Direction A – Translate this sentence from the breeding-simulation text into Spanish: "Sexes are specified to make the simulation easily compatible with the kinship2 package."
Direction B – In the breeding-simulation text, reproduce word for word the part that opens with the words containing "SP = SimParam$new(pop_haps)" and closes with "40 is maintained.".
Direction C – In the breeding-simulation text, at what generation does full-sib mating begin?

Extracted text –
○ ○ ○ ○ ○ ○ ○
Any number of mating schemes could be used to go from A-to-B but the minimal inbreeding strategy common to laboratory animal, and describe in Chapter 4, is the easiest to envision. For minimal inbreeding N_e = 2N-1. As such, a base population with 20 individuals provides an N_e of just about 40. Sexes are specified to make the simulation easily compatible with the kinship2 package. The following code develops base population A.

n_pop <- 20

pop_haps <- quickHaplo(nInd = n_pop,      
                       nChr = 1,      
                       segSites = 10,
                       genLen = 1,  
                       ploidy = 2L,   
                       inbred = FALSE)

SP = SimParam$new(pop_haps)
SP$setSexes("yes_sys")

pop_0 <- newPop(rawPop = pop_haps,
                simParam = SP)

4.3 Breed from A-to-B & from B-to-X

Prior to breeding, a vector list was developed to hold the populations created by a for loop and the base population stored. The first loop employs the randCross function to perform 10 crosses each producing 2 progeny. In this way, the individuals of each generation are replaced by their offspring and an N_e of near 40 is maintained.

Full-sib mating commences at generation 42. The function makeCross is used to perform the full-sib mating according to the previously defined cross plan. In this case, the cross plan takes advantage of the sequential and predictable enumeration of individuals in AlphaSimR. For each generation, individual IDs are used to fill a 2-column matrix row-wise. In this way, the matrix is composed of rows of brother-sister combinations. We only need to switch the column order to sister-brother to conform with the cross plan structure. With the logical organization of AlphaSimR, repeating the cross plan over a series of generations results in 10 separate full-sib lines.

POP <- vector(length = 55, mode = "list")

POP[[1]] <- pop_0

for(i in 2:43){
  POP[[i]] <- randCross(pop = POP[[i - 1]],
                        nCrosses = 10,
                        nProgeny = 2,
                        simParam = SP)
○ ○ ○ ○ ○ ○ ○
Information given –

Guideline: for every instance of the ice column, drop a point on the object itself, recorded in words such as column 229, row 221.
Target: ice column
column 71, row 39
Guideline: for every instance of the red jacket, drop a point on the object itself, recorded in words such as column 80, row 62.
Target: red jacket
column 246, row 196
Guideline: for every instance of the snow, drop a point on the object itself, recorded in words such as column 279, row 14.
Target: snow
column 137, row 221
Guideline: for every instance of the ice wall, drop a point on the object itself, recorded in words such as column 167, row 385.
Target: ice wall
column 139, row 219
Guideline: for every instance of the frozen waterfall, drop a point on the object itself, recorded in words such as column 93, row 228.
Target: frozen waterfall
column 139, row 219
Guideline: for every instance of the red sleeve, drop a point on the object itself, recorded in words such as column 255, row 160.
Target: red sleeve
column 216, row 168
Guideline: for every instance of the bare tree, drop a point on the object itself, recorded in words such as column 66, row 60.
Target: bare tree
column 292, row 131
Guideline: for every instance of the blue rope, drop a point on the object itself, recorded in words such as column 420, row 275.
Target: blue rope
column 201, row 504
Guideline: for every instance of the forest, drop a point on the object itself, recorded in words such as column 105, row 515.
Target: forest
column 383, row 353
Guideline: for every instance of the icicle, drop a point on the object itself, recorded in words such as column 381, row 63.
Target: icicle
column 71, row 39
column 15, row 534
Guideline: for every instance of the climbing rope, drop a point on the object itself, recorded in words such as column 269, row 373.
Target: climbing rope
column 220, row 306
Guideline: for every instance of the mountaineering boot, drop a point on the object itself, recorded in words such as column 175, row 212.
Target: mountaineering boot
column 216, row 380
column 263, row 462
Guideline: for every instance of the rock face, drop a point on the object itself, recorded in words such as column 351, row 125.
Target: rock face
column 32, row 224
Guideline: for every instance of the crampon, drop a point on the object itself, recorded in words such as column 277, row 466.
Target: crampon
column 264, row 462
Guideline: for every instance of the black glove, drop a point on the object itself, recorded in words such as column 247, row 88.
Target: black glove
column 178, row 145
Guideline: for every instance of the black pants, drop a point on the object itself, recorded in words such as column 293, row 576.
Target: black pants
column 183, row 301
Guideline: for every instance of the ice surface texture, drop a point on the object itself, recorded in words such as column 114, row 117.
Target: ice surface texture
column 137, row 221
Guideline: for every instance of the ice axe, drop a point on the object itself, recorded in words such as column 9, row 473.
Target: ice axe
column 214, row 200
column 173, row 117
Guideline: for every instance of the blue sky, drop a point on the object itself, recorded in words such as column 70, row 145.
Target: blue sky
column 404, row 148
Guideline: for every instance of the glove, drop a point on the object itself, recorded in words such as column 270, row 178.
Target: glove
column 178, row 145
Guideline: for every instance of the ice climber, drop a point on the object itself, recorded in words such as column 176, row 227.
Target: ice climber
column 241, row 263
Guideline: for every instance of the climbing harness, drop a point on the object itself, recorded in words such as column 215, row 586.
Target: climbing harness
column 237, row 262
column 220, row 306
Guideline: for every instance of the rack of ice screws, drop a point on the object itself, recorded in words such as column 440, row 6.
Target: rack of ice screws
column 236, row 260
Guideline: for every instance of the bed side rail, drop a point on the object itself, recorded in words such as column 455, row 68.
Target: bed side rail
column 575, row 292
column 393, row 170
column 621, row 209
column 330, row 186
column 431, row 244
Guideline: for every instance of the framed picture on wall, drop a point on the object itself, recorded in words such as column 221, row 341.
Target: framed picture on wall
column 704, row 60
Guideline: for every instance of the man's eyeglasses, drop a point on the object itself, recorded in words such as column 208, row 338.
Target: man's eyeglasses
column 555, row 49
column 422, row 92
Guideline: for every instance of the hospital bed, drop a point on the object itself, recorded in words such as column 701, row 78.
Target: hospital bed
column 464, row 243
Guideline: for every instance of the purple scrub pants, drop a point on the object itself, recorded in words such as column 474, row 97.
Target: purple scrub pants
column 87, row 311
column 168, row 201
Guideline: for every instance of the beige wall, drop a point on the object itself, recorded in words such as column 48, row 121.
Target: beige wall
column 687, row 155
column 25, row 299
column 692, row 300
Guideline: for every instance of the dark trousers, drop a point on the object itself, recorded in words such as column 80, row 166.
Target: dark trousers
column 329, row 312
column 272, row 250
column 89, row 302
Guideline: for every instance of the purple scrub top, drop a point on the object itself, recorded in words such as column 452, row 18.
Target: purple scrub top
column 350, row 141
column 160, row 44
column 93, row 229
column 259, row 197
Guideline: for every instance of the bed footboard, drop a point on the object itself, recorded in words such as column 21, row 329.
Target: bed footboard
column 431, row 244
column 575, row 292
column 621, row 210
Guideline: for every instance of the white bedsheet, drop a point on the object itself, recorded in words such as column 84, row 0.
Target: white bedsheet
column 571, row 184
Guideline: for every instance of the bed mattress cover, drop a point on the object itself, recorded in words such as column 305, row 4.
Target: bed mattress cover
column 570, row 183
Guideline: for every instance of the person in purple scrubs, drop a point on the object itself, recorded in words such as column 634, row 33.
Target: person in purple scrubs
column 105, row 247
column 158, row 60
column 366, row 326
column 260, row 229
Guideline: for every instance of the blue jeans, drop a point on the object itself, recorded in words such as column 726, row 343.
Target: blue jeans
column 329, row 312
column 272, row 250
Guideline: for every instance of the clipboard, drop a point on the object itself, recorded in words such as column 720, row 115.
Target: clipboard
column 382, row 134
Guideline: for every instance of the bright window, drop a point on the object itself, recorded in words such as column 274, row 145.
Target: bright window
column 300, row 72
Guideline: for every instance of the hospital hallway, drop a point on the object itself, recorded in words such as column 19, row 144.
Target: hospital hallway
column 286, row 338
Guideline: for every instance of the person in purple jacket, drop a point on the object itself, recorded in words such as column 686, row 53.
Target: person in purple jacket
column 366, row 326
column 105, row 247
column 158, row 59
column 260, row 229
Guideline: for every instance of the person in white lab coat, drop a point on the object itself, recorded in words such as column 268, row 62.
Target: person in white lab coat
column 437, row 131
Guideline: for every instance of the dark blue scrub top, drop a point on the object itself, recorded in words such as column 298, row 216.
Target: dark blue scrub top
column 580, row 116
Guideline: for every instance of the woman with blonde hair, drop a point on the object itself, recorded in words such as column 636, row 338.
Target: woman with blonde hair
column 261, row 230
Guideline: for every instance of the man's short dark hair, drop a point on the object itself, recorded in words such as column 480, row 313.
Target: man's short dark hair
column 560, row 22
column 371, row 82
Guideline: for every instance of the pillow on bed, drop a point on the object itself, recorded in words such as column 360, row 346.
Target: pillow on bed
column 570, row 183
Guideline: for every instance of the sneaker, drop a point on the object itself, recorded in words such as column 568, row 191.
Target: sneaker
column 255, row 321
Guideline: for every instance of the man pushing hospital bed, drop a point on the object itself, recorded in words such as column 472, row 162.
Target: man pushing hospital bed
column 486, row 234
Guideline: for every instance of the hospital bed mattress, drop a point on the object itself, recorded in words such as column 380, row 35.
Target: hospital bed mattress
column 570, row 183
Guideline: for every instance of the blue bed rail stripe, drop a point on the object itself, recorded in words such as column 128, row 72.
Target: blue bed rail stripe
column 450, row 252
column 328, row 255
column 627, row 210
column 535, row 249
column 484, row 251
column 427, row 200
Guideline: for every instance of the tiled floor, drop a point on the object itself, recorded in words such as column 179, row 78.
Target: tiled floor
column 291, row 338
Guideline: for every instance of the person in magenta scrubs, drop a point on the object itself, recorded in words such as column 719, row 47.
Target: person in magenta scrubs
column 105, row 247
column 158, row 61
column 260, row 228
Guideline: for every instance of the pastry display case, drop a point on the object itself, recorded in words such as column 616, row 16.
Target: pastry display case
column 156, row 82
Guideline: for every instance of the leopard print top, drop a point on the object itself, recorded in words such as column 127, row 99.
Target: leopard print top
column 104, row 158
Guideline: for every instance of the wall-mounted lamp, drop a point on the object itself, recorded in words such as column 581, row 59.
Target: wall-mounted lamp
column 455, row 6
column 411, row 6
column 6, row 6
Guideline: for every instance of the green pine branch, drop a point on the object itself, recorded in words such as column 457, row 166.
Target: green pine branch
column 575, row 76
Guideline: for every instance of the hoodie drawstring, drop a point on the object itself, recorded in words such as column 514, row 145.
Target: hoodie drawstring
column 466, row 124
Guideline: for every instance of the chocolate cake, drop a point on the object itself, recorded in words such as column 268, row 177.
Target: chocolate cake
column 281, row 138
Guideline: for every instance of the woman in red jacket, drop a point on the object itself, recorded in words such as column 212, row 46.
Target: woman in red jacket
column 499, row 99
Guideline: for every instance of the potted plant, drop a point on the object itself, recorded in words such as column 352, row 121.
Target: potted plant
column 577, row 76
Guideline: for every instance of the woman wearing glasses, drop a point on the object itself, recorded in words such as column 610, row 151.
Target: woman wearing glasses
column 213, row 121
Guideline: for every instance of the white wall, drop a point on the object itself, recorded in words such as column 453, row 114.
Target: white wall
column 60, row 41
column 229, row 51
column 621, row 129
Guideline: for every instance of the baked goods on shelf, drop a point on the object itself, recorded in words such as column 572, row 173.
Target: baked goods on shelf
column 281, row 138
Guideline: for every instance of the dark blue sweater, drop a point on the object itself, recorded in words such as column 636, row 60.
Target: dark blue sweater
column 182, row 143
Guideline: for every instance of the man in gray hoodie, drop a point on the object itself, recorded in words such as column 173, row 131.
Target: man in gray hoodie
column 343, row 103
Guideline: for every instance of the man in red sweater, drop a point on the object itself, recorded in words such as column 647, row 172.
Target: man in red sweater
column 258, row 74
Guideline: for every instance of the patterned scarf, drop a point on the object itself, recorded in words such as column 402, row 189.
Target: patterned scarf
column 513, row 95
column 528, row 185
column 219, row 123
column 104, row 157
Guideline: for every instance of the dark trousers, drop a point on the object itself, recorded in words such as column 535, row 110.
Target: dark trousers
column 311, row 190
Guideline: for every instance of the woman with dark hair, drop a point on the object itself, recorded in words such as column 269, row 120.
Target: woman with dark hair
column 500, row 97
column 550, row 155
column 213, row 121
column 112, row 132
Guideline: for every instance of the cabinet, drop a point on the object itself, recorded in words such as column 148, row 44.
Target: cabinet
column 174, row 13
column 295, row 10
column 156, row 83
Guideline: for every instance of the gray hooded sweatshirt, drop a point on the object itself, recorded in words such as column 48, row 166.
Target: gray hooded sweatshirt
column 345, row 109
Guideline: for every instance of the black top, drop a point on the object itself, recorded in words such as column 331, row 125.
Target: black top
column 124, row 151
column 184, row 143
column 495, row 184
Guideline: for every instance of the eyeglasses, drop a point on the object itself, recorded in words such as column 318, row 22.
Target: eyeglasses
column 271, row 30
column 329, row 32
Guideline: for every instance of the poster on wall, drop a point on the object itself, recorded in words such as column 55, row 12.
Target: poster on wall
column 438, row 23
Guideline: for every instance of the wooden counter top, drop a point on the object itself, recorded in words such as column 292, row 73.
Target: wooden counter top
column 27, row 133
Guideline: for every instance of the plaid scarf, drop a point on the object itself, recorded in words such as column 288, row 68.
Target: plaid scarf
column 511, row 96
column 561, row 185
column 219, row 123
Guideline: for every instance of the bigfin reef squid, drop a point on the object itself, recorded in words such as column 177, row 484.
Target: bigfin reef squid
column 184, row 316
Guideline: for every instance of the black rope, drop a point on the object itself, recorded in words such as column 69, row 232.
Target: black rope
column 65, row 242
○ ○ ○ ○ ○ ○ ○
Written response A – Los sexos se especifican para que la simulación sea fácilmente compatible con el paquete kinship2.

Written response B –
SP = SimParam$new(pop_haps)
SP$setSexes("yes_sys")

pop_0 <- newPop(rawPop = pop_haps,
                simParam = SP)

4.3 Breed from A-to-B & from B-to-X

Prior to breeding, a vector list was developed to hold the populations created by a for loop and the base population stored. The first loop employs the randCross function to perform 10 crosses each producing 2 progeny. In this way, the individuals of each generation are replaced by their offspring and an N_e of near 40 is maintained.

Written response C – Generation 42.